* [Aim of the exercise]: Resume the passage on God and science, beginning right after its final question.

** START Passage to read **

Dietrich Bonhoeffer, the Greman theologian killed by the Nazis, sketched out the way Christian theology had increasingly found the presence of God where human knowledge was incomplete, such as the origin of the universe, or where human strength gave out, such as in dying. He urged believers rather to find God in the achievements of human knowledge and in the strength of human living. If God was relegated to being a “God of the gaps” he said, then his significance would always diminish as human competence advanced.
For me, this means that the reality of God is not some strange supernatural substance present in the universe. God is not an object or force within the universe, but is beyond all worlds. I do not see a different universe from that discovered by the sciences; I learn from the sciences how to understand the vast, intricate web of galaxies which is still developing and still partly unknown. When I say that God is the creator, I do not mean that God acts like some extra- powerful force, but rather that God is the source of all forces and all energies and all life as a mother is the source of life for her unborn child ( yes, yes, I know I’m sidelining the dad, but stay with me); and that God is present to creation as a mother is present to the child in her womb: it is within her and dependent on her for its growth, but she does not directly influence its progress. I guess people may ask why on earth I invent such a complicated picture. If the thing works without a God, why introduce one?

** END Passage to read **
** START Provided information **

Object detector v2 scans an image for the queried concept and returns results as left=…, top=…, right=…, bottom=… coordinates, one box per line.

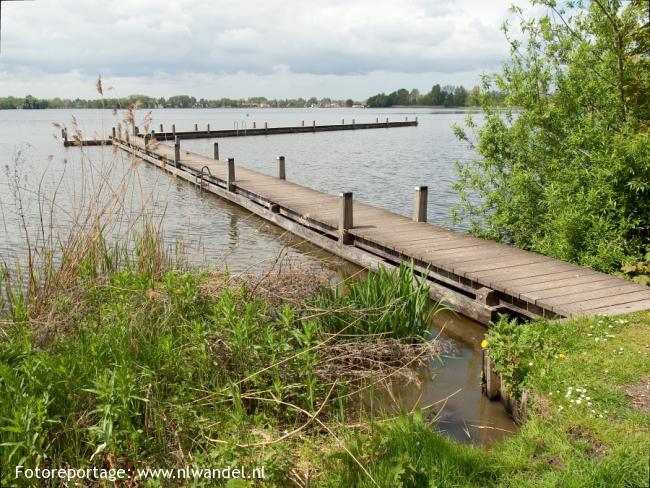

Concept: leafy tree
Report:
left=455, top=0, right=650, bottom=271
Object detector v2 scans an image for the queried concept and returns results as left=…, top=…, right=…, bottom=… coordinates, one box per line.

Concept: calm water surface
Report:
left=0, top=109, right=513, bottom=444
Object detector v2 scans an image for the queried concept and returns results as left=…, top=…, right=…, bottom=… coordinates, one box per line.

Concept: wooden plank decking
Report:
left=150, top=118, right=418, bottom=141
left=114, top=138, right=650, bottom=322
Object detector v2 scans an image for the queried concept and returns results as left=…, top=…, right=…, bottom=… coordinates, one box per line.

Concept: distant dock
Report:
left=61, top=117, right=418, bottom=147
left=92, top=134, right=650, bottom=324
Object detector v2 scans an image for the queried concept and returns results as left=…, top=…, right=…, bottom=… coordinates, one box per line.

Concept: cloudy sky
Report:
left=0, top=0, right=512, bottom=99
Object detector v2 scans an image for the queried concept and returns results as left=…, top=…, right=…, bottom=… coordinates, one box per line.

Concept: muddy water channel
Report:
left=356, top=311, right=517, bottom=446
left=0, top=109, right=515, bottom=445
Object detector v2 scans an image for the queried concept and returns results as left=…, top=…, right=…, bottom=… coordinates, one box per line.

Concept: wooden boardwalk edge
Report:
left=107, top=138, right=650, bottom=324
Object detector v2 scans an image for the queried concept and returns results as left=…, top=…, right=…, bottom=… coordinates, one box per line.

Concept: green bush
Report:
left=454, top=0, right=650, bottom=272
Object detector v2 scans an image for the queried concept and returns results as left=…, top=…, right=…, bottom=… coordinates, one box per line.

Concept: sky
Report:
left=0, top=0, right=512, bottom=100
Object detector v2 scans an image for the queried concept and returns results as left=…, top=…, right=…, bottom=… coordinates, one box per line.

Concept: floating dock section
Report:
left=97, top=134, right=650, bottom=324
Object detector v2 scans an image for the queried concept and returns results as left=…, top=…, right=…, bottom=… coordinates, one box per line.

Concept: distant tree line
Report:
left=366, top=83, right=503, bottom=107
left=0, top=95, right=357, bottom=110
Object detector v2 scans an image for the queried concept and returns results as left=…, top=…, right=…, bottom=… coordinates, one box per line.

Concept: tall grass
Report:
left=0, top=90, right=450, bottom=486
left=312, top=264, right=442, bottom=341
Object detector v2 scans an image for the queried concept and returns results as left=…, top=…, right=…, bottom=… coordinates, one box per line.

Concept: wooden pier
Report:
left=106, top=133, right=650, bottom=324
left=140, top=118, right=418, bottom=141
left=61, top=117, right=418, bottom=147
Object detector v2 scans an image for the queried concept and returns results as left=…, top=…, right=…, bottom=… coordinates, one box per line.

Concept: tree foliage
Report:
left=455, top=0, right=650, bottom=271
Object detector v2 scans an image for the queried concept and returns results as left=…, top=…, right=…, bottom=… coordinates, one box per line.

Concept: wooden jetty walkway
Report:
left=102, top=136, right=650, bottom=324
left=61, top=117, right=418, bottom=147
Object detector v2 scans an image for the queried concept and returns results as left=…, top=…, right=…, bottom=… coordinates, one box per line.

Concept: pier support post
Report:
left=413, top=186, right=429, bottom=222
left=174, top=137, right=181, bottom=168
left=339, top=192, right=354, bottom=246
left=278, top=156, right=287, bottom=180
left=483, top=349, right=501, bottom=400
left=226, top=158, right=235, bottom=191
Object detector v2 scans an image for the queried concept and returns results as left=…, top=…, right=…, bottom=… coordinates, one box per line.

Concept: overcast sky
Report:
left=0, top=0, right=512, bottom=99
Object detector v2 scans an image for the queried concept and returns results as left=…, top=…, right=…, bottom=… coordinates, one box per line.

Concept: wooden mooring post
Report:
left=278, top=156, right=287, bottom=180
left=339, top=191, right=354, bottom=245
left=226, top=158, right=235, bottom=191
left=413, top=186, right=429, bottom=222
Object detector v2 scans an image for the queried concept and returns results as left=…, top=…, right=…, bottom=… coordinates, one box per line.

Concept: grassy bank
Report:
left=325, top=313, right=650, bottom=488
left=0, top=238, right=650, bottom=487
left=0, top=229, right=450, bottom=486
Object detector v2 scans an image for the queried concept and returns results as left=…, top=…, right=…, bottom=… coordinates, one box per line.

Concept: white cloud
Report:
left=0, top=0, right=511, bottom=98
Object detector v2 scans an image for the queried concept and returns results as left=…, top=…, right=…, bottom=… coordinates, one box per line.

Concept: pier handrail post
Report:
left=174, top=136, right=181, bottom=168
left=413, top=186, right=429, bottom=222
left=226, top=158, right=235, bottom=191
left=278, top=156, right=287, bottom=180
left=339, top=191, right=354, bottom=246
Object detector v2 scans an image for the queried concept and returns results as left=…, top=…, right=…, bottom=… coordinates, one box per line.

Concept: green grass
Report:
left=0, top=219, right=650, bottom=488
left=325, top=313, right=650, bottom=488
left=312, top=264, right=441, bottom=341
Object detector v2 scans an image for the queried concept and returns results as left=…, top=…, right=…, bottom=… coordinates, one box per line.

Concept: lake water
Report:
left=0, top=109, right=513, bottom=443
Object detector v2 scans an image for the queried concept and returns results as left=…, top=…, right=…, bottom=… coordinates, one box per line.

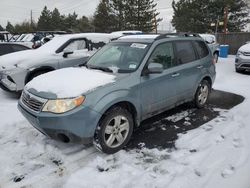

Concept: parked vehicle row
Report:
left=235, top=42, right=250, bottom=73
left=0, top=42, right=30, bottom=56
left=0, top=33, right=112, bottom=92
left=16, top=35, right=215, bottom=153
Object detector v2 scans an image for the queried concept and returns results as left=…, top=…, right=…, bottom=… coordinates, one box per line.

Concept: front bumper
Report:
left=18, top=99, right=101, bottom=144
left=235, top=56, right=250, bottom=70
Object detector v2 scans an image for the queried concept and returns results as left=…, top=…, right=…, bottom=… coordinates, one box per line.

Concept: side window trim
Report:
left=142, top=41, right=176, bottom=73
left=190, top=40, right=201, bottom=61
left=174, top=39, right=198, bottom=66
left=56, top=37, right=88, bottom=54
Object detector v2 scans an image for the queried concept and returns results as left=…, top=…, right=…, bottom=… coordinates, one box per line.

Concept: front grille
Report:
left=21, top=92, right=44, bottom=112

** END Provided information **
** START Provided information **

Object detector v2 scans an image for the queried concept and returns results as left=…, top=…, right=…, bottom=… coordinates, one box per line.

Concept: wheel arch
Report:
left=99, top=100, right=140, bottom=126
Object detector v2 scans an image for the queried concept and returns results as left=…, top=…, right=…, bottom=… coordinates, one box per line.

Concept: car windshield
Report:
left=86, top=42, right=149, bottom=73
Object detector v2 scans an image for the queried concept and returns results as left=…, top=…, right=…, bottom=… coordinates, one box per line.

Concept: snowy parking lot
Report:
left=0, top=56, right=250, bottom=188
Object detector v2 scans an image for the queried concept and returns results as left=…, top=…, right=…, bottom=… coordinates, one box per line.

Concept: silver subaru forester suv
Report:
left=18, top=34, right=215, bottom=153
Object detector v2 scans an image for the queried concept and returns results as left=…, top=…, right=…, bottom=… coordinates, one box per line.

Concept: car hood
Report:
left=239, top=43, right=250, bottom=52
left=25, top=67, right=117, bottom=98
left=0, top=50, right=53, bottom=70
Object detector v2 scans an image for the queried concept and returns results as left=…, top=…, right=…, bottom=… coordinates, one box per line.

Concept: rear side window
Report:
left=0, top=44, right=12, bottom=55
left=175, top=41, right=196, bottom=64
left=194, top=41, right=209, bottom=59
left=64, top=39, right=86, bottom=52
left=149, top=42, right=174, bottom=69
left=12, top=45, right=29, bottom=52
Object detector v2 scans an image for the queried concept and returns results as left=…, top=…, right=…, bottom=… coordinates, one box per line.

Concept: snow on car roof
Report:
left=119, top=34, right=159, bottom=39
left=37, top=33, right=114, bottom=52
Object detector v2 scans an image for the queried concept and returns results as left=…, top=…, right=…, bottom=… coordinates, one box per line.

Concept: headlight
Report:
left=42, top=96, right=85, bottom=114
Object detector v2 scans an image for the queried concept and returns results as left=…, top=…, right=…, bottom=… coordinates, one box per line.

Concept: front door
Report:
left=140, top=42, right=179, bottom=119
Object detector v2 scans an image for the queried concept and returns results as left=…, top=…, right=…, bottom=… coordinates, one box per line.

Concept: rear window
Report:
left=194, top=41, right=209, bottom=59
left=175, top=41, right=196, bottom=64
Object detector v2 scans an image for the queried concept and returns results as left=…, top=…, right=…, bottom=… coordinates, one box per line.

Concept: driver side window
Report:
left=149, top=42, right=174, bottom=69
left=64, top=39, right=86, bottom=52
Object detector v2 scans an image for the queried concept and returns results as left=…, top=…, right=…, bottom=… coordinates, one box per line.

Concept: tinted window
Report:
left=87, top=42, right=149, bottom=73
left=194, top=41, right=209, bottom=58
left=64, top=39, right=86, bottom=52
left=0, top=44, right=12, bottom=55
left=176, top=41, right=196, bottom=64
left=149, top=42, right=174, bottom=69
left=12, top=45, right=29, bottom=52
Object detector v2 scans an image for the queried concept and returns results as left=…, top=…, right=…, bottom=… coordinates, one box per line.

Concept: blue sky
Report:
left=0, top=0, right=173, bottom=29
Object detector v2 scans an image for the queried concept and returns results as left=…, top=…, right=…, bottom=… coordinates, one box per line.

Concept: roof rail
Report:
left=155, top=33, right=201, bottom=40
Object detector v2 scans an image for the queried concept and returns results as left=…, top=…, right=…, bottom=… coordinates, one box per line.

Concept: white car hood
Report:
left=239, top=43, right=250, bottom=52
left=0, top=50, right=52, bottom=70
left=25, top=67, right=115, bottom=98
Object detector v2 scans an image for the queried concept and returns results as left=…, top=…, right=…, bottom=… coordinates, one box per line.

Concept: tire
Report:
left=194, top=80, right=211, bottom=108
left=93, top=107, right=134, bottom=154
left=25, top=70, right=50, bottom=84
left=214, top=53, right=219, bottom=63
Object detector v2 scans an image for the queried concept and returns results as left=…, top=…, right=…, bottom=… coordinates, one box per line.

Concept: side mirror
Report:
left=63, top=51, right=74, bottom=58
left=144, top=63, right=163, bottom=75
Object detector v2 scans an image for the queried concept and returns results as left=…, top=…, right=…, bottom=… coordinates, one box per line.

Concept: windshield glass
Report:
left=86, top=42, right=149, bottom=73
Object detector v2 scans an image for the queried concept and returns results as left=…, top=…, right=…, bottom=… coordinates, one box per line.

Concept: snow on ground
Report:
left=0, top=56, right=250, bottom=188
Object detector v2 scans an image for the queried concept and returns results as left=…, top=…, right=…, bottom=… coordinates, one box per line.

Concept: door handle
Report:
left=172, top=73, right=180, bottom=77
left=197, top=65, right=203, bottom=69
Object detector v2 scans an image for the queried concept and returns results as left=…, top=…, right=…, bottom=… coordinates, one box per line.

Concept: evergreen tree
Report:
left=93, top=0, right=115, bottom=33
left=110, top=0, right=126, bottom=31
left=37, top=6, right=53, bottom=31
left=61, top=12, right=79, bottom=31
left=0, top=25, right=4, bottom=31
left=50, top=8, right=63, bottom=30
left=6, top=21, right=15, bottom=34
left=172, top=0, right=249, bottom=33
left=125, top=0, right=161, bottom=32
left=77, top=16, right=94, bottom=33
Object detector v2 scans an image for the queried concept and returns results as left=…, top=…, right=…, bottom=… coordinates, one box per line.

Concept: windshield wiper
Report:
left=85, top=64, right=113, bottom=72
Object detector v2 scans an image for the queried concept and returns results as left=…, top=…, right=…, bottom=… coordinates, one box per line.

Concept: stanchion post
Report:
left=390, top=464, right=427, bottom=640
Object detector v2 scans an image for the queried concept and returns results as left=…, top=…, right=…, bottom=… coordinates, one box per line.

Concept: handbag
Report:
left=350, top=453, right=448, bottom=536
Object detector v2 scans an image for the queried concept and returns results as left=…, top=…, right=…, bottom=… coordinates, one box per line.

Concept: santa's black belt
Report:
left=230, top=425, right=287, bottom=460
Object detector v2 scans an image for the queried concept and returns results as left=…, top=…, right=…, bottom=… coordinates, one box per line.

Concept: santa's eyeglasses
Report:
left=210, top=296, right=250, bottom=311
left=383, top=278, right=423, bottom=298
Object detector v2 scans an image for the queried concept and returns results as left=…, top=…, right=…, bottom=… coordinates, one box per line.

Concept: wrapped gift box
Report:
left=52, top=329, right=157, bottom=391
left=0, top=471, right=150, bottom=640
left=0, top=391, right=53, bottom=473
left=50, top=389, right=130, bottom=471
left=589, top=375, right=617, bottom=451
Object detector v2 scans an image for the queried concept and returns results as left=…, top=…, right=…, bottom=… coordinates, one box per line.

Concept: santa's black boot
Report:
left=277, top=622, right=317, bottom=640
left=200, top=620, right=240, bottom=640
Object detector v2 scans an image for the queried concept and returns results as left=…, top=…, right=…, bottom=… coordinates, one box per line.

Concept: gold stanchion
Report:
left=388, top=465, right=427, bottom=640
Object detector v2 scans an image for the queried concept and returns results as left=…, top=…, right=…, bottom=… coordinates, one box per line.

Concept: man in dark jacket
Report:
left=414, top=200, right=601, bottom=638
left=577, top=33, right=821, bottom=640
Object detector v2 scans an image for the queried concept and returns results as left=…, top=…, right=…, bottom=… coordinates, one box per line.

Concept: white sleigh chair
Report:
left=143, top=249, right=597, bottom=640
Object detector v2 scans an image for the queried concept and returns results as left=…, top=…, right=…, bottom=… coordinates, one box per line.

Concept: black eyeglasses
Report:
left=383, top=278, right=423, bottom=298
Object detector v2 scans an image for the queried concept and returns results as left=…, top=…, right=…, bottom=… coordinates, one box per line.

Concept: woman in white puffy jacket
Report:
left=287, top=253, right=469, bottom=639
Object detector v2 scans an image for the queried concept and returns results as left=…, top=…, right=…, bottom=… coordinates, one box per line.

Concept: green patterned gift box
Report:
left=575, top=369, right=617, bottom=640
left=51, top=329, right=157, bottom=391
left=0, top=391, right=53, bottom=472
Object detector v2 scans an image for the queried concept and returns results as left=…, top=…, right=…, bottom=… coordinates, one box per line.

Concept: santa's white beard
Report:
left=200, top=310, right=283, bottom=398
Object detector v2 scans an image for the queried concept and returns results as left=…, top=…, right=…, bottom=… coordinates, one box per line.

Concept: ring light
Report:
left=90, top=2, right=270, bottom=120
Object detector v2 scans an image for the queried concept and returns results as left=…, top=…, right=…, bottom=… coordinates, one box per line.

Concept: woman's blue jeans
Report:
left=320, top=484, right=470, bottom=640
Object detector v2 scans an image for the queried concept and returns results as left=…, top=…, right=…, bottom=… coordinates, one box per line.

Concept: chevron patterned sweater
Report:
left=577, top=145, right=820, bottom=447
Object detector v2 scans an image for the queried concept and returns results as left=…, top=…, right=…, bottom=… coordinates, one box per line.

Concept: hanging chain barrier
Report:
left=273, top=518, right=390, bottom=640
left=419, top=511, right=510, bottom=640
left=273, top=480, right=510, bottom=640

** END Provided information **
** START Provided information **

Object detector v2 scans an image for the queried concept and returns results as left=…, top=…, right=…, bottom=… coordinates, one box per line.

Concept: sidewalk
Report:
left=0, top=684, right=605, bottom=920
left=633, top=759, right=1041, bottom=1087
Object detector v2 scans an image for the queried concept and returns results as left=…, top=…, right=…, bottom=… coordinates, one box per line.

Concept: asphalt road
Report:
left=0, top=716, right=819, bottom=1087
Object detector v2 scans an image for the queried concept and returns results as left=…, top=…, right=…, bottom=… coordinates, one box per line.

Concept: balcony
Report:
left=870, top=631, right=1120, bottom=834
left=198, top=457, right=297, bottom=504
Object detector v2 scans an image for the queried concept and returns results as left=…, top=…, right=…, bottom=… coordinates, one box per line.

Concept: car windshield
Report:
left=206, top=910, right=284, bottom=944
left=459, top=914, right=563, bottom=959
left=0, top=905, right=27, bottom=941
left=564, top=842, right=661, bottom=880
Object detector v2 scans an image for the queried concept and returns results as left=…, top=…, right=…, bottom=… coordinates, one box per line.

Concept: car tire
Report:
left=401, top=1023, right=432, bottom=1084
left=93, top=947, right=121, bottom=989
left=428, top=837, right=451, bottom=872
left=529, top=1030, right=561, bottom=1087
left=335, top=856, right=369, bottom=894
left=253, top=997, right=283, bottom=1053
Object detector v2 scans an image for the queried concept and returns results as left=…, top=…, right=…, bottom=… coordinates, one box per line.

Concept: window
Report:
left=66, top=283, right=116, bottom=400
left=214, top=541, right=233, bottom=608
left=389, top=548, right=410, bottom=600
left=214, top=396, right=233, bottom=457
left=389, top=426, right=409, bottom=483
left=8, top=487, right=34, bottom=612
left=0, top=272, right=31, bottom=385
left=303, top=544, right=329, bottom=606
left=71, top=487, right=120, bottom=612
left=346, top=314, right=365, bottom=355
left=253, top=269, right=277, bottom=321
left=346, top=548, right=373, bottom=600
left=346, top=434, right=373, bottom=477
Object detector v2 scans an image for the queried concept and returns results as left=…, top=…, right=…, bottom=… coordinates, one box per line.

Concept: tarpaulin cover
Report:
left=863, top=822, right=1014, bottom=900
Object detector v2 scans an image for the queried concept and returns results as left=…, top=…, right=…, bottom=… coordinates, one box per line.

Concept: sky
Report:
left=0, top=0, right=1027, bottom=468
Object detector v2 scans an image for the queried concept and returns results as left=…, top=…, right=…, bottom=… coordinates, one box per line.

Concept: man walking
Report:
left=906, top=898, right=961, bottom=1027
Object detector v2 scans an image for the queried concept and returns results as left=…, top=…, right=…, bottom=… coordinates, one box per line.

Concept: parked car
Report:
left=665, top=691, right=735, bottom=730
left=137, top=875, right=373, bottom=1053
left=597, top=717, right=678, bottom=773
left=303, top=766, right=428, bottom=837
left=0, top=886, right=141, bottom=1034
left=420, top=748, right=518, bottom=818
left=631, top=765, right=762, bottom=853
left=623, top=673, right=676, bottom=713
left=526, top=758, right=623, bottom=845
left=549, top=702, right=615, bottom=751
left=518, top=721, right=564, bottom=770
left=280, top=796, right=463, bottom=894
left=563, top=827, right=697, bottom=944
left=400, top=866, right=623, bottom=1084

** END Provided information **

* [Answer to the exercise]:
The answer is that the Christian tradition tells me a story which chimes with my own experience, that although the universe and I have come about by a mixture of ordered development and accident, I am neither an accident nor merely the result of cosmic process, but intended with all creatures to be an expression and sharer of God’s goodness. I see the same universe as the scientist, but I see it and my own life as a gift and a responsibility. Indeed, as in my own lifetime human knowledge of the universe has been hugely increased, so also has my faith in the creator God, because I have become more aware of what has been, and is still being, created.
The stimulus for this way of thinking about God is the Council of Chalcedon 451 CE, which described the person of Jesus Christ to be of two natures, divine and human, without “confusion, change, division or separation”. Jesus is not half man half God, but rather wholly human and wholly God. If he is able to heal people, that is not because he has godlike abilities; if he suffers that is not because he is merely human. There is no confusion and no separation. When the son of God heals people we know that God heals. When the son of God suffers we know that God suffers. But the healing of God is not separate from this human healing; this is how God heals. Nor is the suffering of God separate from this human suffering; this is how God suffers. God is not in Jesus like the genii in the bottle. He is Jesus without ceasing to be God; their lives are completely shared in the inter-being that is the Holy Spirit.
This is the model for thinking about God: the eternal Father/ Mother is known in the human son Jesus. The Creator of all worlds is known in his/ her creation. The Holy Spirit is known in the openness of creatures to God’s life. God is not known as another fact to be added to the encyclopaedia of the universe; but rather as the person within whom all creatures live and move and have their being, whose life we shall come to share in love.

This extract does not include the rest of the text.